PROBLEM TO SOLVE
State how many lines of the data below contain the string "front", matching case exactly. Give only the number.

Dataset excerpts on pointing at objects
* start *
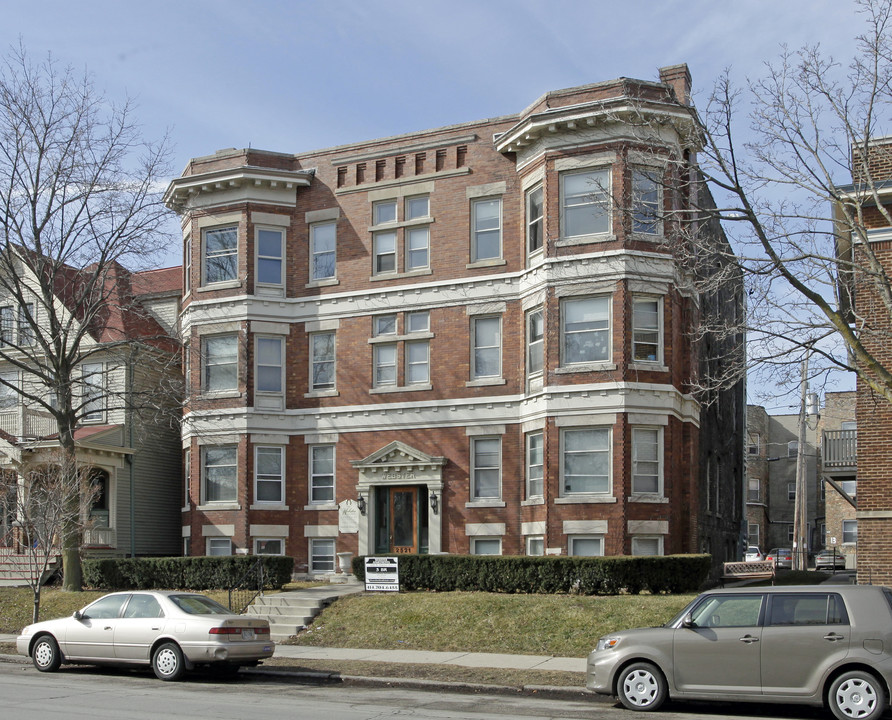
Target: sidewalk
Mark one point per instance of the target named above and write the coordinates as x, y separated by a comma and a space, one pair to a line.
423, 657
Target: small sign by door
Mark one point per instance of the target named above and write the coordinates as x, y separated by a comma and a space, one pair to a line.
382, 574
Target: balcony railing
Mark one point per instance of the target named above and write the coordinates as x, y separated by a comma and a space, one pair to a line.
839, 448
23, 422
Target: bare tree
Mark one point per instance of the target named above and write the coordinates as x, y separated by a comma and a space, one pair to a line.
790, 160
79, 202
41, 502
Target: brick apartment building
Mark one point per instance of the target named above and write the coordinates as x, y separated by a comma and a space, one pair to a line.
473, 339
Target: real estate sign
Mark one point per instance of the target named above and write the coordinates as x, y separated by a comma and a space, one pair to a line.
382, 574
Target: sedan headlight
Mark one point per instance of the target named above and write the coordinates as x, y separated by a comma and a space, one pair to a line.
608, 642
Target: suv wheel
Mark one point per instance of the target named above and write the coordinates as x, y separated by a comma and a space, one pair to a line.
856, 694
641, 686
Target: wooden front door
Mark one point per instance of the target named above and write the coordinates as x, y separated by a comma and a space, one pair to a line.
404, 520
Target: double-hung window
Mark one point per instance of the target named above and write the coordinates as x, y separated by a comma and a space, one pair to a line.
486, 361
270, 256
585, 203
486, 468
26, 317
220, 255
220, 359
647, 468
585, 330
645, 202
270, 363
585, 461
323, 251
269, 474
535, 452
535, 343
219, 473
322, 363
486, 229
534, 220
646, 345
93, 379
322, 473
417, 238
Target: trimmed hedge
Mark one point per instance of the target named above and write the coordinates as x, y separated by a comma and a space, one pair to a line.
183, 573
582, 575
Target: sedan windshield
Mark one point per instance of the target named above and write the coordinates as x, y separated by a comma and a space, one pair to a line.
199, 605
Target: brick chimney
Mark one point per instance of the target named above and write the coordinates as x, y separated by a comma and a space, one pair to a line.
678, 77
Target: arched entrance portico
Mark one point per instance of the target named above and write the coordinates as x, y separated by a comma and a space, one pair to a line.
402, 488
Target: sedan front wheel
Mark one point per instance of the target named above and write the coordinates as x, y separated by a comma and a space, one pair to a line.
167, 662
641, 686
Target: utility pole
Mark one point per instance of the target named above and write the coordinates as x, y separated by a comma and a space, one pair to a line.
800, 507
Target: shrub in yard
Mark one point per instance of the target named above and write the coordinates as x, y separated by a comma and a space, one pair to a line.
521, 574
184, 573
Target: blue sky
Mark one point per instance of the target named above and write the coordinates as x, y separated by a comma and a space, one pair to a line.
296, 75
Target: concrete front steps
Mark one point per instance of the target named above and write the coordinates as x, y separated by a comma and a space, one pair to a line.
15, 569
292, 611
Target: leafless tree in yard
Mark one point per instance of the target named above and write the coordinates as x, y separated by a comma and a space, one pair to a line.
41, 501
79, 201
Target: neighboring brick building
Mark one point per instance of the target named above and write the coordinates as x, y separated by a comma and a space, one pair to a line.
473, 339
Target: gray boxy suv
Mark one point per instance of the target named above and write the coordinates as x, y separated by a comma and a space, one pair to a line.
818, 645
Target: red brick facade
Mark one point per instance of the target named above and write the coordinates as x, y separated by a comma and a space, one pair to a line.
408, 411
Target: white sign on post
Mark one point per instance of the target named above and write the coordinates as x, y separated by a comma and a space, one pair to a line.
382, 574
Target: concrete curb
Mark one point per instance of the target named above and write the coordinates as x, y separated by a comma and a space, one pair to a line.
553, 691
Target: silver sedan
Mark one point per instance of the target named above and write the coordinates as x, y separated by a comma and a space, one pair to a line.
171, 631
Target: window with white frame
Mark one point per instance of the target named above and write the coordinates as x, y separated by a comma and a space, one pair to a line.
486, 546
754, 490
220, 360
322, 555
486, 360
384, 246
219, 546
535, 327
585, 545
535, 454
418, 362
486, 225
7, 324
92, 389
322, 361
220, 258
585, 464
646, 345
647, 469
322, 473
269, 474
486, 468
585, 330
323, 251
26, 332
535, 545
534, 220
417, 238
219, 472
270, 364
585, 203
647, 544
385, 364
270, 256
645, 201
9, 395
269, 546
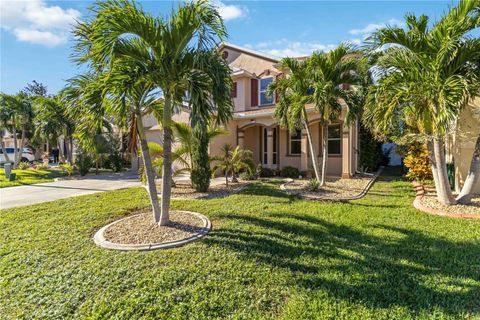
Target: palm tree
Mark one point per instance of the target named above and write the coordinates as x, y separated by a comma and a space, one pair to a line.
294, 93
233, 161
166, 48
424, 80
331, 72
17, 115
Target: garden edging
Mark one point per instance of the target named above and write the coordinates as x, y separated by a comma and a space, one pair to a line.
360, 195
100, 240
417, 204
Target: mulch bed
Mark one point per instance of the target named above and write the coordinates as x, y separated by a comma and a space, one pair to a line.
183, 191
335, 188
426, 201
140, 229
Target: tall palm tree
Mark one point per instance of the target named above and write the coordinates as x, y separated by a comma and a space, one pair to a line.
294, 92
17, 116
423, 79
331, 72
167, 47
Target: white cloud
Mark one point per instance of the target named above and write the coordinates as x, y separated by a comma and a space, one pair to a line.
229, 11
286, 48
36, 22
371, 27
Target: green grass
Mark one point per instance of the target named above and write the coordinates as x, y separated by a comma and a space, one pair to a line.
269, 256
29, 176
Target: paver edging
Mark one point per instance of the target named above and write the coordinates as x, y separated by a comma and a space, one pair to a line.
360, 195
100, 240
417, 204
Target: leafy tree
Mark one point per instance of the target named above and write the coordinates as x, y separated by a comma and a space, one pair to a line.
424, 80
233, 161
168, 50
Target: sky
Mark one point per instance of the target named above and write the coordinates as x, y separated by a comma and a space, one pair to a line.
35, 40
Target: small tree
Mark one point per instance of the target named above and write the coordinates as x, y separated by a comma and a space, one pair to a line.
233, 161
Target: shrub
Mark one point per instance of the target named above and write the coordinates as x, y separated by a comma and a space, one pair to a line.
313, 185
200, 172
84, 163
67, 168
264, 172
290, 172
417, 162
115, 161
41, 166
370, 155
24, 165
247, 175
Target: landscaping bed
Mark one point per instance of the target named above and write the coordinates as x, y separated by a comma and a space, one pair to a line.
334, 189
185, 191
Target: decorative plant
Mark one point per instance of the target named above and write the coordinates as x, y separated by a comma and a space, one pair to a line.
417, 162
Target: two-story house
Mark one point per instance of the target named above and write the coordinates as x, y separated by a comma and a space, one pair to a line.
254, 126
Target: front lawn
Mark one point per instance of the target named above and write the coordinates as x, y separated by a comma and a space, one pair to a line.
269, 256
29, 176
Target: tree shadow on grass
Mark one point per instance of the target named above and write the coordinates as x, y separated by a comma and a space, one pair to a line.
398, 267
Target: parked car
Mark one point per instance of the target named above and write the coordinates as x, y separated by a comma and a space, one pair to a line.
28, 155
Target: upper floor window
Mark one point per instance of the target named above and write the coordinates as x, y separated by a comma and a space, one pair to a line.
265, 99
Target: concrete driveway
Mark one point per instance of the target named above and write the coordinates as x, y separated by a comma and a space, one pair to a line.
50, 191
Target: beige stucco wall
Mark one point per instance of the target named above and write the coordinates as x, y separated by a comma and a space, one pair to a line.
465, 137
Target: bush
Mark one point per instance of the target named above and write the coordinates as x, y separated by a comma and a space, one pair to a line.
200, 172
290, 172
41, 166
264, 172
115, 161
417, 162
67, 168
370, 155
246, 175
24, 165
84, 163
313, 185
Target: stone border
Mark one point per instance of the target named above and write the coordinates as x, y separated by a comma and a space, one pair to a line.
417, 204
360, 195
100, 240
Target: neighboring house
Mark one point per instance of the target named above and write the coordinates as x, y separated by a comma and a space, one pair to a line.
254, 127
468, 129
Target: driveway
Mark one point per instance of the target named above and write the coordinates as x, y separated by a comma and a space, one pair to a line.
50, 191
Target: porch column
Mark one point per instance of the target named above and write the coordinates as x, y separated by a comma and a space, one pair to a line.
270, 148
241, 138
346, 152
304, 154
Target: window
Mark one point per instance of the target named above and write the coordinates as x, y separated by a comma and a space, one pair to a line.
296, 143
234, 90
265, 99
334, 139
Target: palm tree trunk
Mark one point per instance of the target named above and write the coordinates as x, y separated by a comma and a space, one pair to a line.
467, 190
167, 161
324, 153
444, 192
22, 144
15, 146
4, 150
149, 172
313, 152
70, 153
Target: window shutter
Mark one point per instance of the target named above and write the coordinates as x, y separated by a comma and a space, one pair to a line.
254, 92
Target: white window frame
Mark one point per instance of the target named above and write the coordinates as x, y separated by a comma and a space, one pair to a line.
264, 91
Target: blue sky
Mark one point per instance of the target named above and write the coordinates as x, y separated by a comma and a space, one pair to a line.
35, 43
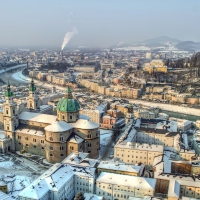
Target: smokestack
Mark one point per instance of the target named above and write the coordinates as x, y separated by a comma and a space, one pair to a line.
68, 36
61, 53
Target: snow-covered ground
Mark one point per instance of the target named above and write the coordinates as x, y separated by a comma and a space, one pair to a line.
17, 173
15, 67
20, 77
105, 136
169, 107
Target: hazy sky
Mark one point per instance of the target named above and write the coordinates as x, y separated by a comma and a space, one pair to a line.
99, 22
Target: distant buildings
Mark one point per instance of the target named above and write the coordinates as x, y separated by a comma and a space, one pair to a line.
155, 66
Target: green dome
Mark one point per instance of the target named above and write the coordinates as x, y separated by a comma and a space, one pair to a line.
67, 103
8, 92
32, 86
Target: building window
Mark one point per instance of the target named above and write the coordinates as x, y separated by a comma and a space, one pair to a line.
51, 148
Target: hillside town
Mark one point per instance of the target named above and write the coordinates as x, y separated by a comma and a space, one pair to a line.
96, 124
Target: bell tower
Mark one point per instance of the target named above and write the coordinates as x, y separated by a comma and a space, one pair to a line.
129, 114
10, 116
68, 108
32, 100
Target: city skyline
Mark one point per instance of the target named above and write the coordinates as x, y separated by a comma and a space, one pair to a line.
98, 24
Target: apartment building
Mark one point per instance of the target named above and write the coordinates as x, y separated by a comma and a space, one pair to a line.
183, 125
155, 66
143, 113
60, 182
94, 114
117, 186
120, 168
136, 153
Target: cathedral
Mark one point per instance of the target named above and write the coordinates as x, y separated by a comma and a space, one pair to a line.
53, 137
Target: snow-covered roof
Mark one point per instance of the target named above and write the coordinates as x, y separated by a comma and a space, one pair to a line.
31, 131
80, 159
58, 126
126, 180
2, 183
54, 179
144, 147
174, 189
81, 116
76, 139
89, 196
2, 134
119, 166
4, 196
85, 124
37, 117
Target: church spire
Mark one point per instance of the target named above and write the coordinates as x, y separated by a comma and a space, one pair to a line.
8, 92
32, 87
68, 93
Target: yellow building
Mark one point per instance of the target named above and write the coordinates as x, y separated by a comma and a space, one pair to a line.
132, 153
197, 123
117, 186
120, 168
145, 114
155, 66
3, 187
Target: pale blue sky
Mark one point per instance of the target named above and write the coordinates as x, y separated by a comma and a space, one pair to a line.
99, 22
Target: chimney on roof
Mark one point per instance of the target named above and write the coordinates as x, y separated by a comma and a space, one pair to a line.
76, 153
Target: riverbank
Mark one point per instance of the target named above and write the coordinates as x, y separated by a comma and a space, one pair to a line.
169, 107
164, 107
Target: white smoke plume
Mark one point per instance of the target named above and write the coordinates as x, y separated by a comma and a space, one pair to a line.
68, 36
120, 43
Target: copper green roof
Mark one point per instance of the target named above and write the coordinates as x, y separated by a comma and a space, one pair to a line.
32, 86
67, 103
8, 92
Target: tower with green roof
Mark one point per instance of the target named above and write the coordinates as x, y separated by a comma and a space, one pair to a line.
68, 107
33, 102
10, 117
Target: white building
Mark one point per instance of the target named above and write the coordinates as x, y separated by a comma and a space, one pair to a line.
60, 182
117, 186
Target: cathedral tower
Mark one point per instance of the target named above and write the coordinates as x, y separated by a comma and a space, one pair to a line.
129, 115
33, 100
10, 116
68, 108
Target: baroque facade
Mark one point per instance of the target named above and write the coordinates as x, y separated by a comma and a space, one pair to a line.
53, 137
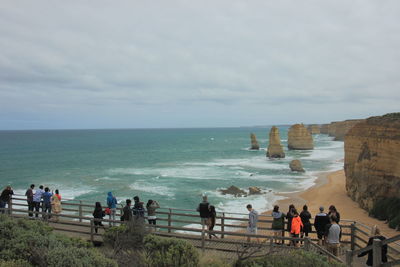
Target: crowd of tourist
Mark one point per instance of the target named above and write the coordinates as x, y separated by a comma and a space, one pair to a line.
297, 224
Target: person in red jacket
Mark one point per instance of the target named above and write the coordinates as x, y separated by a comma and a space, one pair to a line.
297, 225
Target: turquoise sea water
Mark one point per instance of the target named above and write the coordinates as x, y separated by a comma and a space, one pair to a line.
173, 166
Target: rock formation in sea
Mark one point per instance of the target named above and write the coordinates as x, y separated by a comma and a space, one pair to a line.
372, 159
254, 190
296, 166
338, 129
275, 149
254, 143
314, 129
324, 128
299, 138
233, 190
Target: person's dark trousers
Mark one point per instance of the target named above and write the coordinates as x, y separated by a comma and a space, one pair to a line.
37, 208
2, 206
31, 206
47, 209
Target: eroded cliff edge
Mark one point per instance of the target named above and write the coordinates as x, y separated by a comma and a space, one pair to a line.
372, 159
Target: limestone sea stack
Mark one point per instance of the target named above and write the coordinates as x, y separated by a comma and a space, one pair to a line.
299, 138
275, 149
314, 129
372, 159
295, 166
254, 143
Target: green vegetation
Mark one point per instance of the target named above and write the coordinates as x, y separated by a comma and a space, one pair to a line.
32, 243
298, 258
387, 209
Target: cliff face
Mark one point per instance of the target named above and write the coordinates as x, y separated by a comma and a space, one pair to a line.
275, 149
299, 138
314, 129
254, 143
372, 159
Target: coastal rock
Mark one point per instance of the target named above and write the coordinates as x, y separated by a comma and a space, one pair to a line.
299, 138
233, 190
314, 129
254, 190
254, 143
324, 129
275, 149
372, 157
295, 166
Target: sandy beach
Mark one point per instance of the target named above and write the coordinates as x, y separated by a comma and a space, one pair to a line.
330, 190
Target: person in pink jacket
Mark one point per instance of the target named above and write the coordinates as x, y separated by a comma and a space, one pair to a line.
297, 225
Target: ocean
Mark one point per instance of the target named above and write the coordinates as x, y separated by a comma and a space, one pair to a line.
173, 166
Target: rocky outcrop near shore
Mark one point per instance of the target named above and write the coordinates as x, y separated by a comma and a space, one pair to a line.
275, 149
254, 142
372, 159
314, 129
299, 138
338, 129
296, 166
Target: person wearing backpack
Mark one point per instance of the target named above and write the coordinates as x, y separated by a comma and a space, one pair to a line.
112, 205
138, 209
278, 224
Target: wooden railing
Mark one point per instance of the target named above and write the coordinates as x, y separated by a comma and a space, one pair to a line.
77, 217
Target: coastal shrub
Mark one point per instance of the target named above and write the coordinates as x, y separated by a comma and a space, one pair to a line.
298, 258
165, 252
34, 242
387, 209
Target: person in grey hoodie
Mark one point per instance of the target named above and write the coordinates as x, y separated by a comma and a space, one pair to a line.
278, 224
253, 219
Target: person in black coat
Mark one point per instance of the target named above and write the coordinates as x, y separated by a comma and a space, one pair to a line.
305, 216
98, 215
375, 234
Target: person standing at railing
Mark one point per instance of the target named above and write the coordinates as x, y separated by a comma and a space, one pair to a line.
112, 205
333, 233
98, 215
47, 203
253, 219
375, 234
204, 210
278, 224
305, 216
29, 199
56, 205
320, 222
127, 211
5, 197
289, 217
37, 199
151, 207
334, 212
295, 229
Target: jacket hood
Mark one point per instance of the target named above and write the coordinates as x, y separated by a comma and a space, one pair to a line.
276, 215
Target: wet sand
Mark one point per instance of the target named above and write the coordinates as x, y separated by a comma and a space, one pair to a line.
330, 189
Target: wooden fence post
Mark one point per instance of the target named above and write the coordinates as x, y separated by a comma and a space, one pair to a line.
80, 210
377, 252
169, 220
349, 257
91, 230
203, 239
307, 244
353, 236
10, 206
223, 225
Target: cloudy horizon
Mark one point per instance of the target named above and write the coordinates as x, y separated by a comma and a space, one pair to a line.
175, 64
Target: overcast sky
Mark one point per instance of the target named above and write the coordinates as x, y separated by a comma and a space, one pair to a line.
141, 64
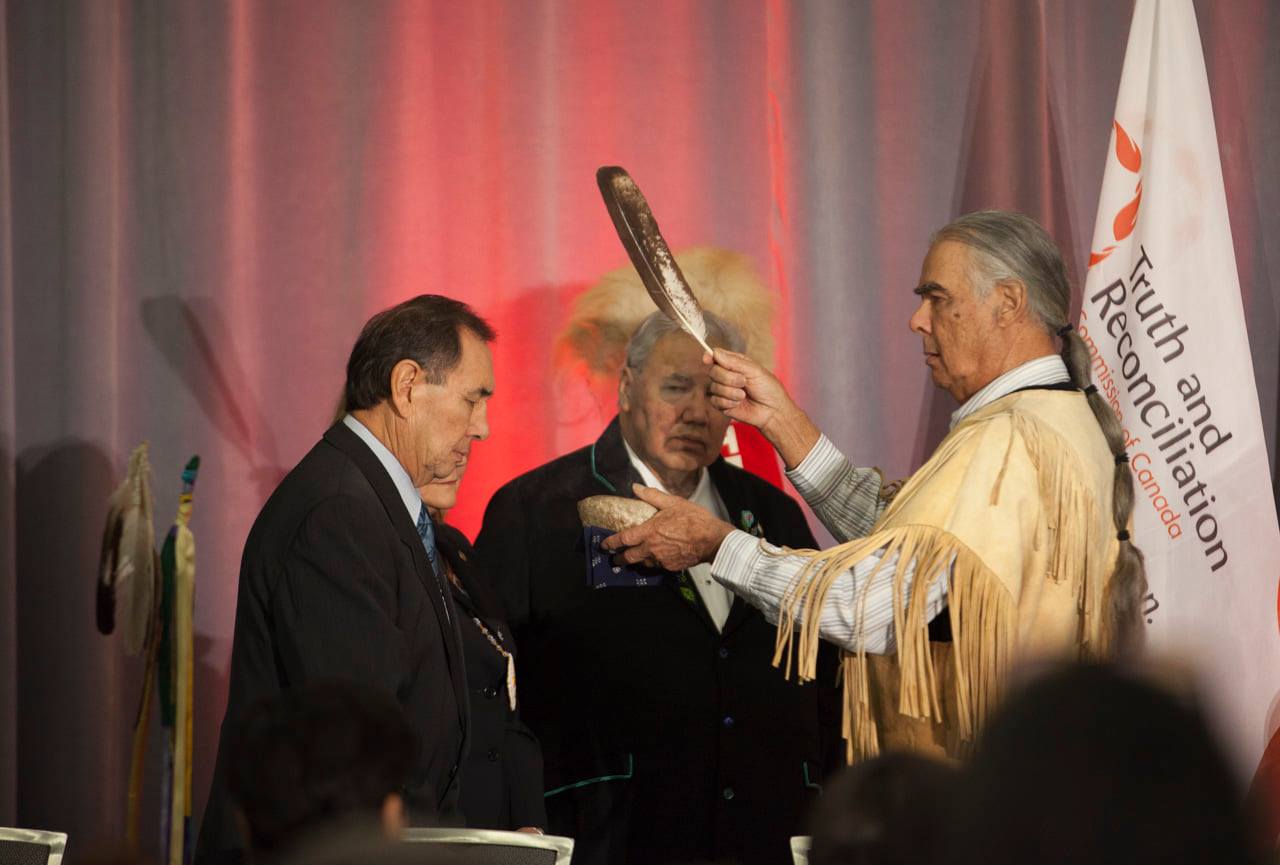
* end *
SOLUTION TO THE PROBLEM
4